▶ _Exercise objective_:
Locate every line in the material below that contains the string "shadowed", and copy each of those lines.
►
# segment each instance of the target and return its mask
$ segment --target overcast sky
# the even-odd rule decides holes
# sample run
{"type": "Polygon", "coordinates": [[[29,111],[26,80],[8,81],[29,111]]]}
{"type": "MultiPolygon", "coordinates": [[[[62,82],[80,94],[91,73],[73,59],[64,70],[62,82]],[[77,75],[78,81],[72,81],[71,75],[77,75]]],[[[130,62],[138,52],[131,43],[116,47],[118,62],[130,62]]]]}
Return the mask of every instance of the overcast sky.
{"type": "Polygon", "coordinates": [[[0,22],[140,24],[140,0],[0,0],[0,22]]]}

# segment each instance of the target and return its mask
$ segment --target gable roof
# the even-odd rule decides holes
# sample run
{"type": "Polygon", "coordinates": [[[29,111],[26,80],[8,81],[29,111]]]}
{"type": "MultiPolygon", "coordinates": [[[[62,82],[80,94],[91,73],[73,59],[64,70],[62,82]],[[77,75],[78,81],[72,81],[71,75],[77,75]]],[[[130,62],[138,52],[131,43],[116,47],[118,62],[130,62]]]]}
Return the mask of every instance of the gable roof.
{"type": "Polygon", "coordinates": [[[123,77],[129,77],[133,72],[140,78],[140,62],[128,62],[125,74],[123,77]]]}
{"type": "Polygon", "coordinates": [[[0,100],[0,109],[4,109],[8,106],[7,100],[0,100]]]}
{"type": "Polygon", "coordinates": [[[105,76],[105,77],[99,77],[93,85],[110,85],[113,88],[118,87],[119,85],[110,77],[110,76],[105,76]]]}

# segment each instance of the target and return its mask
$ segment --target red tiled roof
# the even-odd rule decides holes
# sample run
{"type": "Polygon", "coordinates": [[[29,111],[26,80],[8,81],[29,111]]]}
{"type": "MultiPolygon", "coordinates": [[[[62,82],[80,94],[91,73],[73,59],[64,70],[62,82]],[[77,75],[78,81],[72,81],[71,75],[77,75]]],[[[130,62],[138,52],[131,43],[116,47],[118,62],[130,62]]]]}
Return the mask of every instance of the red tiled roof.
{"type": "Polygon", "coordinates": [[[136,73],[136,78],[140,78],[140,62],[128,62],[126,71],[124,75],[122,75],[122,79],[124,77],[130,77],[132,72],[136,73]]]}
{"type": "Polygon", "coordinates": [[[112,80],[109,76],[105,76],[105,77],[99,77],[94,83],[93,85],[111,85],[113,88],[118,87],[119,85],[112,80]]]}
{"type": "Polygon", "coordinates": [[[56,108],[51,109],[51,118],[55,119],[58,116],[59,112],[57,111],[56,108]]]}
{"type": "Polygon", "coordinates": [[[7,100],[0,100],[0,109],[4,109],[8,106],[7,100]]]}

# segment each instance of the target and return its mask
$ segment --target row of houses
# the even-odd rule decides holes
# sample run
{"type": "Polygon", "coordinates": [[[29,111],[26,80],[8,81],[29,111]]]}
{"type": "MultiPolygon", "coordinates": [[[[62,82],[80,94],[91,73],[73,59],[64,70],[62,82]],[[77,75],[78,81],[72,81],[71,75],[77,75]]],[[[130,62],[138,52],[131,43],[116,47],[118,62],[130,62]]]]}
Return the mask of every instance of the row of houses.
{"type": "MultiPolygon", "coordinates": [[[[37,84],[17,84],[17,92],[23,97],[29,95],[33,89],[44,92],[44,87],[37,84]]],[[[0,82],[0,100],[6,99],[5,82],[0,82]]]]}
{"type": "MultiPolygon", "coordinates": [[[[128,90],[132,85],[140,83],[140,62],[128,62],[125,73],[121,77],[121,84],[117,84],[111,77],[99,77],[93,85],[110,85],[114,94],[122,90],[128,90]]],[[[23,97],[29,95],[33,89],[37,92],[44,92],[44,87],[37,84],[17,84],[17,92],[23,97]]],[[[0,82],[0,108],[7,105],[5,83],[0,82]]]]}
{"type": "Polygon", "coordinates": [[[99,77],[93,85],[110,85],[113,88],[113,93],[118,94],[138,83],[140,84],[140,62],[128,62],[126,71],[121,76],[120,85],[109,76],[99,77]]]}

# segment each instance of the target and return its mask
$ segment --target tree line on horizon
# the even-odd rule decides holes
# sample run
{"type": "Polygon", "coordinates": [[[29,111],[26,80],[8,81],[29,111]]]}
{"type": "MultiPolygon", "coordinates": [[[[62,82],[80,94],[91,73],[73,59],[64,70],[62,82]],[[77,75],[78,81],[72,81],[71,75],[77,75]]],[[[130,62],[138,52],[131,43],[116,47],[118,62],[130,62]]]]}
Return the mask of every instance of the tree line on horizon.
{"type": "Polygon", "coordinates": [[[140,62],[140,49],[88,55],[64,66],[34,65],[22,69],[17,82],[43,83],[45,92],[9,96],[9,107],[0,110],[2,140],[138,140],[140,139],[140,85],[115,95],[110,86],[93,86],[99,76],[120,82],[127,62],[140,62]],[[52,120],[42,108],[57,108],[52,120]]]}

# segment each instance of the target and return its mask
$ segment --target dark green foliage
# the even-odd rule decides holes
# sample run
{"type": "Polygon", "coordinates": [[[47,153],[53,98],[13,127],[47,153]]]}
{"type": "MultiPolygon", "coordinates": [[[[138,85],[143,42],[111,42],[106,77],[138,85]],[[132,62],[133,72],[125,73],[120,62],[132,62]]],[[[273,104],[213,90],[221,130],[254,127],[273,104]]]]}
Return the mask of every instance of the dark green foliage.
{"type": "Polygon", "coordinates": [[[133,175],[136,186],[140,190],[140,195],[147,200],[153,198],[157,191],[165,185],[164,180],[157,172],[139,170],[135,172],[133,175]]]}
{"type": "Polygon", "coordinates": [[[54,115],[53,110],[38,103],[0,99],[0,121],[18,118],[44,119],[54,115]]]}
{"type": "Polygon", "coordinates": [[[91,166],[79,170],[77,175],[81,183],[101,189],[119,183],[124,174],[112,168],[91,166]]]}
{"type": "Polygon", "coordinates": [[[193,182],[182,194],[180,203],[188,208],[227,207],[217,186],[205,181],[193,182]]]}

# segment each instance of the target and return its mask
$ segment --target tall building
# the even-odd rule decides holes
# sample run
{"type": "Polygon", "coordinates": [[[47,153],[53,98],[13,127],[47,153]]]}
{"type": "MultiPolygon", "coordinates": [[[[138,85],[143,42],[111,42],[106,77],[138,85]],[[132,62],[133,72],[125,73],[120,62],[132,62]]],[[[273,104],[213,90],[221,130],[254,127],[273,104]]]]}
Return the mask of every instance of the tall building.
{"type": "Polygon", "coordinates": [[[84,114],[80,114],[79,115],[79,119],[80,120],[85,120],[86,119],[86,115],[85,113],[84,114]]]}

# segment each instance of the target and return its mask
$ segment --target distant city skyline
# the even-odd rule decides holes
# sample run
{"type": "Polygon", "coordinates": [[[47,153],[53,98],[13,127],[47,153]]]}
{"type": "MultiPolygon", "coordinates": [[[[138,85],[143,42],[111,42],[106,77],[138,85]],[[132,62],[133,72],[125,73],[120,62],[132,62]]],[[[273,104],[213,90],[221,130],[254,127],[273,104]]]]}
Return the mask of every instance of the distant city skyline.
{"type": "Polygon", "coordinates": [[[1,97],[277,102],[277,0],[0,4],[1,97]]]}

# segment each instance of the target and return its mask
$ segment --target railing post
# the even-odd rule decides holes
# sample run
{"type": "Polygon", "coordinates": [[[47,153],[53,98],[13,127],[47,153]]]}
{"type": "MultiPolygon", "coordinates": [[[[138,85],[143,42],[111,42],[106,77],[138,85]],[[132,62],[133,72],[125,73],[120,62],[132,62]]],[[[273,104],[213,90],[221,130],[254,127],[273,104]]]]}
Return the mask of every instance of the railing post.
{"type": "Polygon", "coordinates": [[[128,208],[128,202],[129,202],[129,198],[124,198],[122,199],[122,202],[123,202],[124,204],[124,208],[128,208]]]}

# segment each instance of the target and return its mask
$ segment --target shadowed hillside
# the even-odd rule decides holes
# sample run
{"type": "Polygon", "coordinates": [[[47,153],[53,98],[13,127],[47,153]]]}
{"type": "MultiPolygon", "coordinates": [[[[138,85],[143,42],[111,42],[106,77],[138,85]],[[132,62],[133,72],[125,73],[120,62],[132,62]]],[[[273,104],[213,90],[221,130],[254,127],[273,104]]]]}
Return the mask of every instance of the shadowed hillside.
◄
▶ _Task solution_:
$ segment --target shadowed hillside
Return the mask of every instance of the shadowed hillside.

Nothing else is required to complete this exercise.